Task to carry out:
Take the line with "pavement and give integer pixel coordinates." and all lines after it, through the end of the records below, and repeat them exactly.
Extracted entries START
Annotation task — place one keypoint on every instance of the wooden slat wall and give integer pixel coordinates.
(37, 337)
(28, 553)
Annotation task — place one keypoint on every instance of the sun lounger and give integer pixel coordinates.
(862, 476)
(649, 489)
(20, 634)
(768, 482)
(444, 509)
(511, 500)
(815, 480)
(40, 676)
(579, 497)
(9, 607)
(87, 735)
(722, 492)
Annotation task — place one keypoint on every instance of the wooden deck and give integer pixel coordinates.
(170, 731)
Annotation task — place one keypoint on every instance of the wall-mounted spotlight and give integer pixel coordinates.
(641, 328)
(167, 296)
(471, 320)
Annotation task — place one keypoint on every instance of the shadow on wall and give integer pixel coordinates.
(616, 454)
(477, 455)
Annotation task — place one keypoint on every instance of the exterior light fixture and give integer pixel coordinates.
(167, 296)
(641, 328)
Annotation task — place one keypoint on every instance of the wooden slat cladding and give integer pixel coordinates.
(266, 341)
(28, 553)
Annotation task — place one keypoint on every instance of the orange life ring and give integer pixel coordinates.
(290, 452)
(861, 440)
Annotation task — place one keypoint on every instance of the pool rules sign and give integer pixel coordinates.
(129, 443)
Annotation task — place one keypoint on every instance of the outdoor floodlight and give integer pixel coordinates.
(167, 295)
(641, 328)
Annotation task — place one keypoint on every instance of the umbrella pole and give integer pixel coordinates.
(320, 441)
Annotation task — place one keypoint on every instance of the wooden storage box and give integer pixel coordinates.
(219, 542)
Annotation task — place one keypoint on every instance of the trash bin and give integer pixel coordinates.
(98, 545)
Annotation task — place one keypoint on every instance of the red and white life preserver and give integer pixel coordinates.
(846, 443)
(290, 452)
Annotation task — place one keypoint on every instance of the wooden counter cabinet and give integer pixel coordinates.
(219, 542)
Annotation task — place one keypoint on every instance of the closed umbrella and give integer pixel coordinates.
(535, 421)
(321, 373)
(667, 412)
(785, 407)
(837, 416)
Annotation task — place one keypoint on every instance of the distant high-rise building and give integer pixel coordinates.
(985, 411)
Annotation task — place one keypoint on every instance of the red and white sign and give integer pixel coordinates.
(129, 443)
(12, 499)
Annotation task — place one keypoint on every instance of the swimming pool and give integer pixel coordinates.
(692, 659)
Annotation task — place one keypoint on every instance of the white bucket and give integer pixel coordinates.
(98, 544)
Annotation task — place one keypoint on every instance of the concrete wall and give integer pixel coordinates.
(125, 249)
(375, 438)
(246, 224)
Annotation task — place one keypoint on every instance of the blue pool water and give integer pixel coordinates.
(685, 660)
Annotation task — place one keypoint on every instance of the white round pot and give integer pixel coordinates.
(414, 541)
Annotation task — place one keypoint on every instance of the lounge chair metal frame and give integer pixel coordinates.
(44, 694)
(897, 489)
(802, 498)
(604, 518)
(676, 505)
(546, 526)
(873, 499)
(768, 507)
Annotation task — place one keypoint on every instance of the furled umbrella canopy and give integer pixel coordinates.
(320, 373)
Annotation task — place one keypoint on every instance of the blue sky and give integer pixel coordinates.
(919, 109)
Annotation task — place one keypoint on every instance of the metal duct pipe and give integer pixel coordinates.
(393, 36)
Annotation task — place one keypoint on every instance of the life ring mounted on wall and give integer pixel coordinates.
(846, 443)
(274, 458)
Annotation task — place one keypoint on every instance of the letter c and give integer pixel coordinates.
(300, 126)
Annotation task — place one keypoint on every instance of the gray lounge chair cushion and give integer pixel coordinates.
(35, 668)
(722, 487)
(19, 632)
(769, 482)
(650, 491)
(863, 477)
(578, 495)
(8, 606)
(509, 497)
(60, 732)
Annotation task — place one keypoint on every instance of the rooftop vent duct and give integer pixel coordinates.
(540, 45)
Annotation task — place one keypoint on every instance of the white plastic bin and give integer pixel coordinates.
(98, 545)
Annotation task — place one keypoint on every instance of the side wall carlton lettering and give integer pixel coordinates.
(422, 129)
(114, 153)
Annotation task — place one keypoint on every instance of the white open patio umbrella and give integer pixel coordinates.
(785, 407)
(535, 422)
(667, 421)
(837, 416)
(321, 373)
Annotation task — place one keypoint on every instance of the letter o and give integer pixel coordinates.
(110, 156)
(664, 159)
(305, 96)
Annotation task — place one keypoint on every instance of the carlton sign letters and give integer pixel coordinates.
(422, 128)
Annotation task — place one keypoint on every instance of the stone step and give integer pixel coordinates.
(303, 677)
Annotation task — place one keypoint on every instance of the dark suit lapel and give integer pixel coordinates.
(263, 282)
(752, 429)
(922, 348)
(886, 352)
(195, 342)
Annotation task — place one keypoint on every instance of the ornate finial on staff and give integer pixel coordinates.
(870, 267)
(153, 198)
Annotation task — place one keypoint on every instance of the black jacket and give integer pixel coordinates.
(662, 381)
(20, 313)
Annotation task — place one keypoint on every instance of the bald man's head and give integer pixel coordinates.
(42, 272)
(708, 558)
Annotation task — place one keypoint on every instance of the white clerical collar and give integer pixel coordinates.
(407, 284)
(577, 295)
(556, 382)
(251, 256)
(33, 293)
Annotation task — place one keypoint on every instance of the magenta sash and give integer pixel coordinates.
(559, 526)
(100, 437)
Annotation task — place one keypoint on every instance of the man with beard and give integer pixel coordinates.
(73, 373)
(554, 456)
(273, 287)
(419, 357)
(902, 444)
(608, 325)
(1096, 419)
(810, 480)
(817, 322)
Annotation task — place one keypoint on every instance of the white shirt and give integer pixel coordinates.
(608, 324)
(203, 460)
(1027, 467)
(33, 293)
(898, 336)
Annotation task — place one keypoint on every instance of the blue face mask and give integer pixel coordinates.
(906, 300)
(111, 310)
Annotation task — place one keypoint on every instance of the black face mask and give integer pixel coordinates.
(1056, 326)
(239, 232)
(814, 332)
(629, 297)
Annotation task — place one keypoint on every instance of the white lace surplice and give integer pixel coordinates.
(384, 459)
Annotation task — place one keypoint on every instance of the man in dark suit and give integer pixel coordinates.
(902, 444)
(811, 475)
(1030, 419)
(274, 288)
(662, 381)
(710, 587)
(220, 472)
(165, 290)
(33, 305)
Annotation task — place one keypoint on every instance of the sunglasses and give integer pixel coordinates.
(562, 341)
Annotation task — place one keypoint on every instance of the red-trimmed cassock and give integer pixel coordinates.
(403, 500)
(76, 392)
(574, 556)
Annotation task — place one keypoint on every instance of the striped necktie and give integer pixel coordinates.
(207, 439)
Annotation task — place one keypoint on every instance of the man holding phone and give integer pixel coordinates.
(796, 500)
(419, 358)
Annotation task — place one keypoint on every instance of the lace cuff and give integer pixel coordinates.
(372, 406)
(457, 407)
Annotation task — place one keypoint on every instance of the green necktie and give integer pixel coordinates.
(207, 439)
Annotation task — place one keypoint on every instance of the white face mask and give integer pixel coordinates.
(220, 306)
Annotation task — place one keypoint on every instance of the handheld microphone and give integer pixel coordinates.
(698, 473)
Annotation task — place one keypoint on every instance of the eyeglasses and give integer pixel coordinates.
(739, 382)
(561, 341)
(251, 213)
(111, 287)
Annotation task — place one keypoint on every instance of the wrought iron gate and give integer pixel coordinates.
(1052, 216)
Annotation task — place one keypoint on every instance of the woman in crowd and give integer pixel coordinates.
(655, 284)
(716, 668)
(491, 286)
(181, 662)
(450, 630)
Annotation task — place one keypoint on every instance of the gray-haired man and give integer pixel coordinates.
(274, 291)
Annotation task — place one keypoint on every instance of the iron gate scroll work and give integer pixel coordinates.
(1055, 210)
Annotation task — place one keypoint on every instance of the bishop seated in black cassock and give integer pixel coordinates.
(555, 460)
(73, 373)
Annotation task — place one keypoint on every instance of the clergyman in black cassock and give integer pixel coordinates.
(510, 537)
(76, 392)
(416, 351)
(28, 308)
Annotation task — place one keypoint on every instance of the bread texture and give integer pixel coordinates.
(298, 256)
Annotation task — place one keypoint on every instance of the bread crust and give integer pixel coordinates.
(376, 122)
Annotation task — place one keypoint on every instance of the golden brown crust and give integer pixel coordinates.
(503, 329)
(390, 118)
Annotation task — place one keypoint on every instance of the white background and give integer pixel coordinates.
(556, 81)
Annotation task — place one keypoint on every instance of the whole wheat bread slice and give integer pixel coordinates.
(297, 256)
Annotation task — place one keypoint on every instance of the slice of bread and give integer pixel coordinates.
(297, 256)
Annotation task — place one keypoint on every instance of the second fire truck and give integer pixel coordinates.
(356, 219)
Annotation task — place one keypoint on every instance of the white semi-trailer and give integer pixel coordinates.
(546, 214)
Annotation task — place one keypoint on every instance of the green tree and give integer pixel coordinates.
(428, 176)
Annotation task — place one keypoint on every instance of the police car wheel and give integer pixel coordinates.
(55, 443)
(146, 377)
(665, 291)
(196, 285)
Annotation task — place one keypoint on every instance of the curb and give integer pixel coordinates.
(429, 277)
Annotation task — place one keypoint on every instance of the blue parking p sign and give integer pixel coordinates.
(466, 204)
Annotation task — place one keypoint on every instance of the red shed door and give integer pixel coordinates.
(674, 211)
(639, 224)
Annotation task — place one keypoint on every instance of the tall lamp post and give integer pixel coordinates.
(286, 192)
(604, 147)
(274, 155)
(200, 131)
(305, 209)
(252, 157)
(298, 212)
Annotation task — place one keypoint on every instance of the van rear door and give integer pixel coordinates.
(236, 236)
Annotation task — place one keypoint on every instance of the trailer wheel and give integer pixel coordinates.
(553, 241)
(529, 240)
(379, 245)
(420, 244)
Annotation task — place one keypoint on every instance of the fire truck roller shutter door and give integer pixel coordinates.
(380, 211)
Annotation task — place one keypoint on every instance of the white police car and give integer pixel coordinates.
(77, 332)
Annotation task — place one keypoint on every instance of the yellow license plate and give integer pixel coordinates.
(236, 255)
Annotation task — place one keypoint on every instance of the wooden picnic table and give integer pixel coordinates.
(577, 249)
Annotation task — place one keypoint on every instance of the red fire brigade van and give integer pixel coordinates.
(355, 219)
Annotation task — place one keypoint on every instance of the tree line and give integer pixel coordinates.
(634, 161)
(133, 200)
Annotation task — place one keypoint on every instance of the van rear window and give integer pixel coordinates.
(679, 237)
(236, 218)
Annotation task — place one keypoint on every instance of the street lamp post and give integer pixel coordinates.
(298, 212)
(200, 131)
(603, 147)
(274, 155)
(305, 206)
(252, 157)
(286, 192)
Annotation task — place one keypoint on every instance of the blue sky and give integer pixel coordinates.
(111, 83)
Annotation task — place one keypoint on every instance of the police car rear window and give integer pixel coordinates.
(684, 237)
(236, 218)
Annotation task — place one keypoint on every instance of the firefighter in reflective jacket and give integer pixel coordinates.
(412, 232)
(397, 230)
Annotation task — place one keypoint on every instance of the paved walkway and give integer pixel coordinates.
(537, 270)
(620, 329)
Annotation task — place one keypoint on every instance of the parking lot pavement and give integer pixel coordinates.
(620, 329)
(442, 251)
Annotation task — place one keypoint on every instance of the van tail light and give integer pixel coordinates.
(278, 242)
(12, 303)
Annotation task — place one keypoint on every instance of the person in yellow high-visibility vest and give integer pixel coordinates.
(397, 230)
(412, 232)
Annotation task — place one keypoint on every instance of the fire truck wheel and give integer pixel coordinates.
Extracted entries END
Task output:
Annotation task — place one keypoint on every instance of the parking lot pavement and give integer pixel coordinates.
(620, 329)
(442, 251)
Annotation task — place one keypoint on every instance of the van tail light and give integer pixel coordinates.
(278, 242)
(12, 303)
Annotation task — place one keypoint on every instance of the person in yellow high-visibility vest and give integer pixel coordinates.
(397, 230)
(412, 232)
Annotation task — place one keypoint on every instance of the fire truck wheel and give integer pixel coordinates.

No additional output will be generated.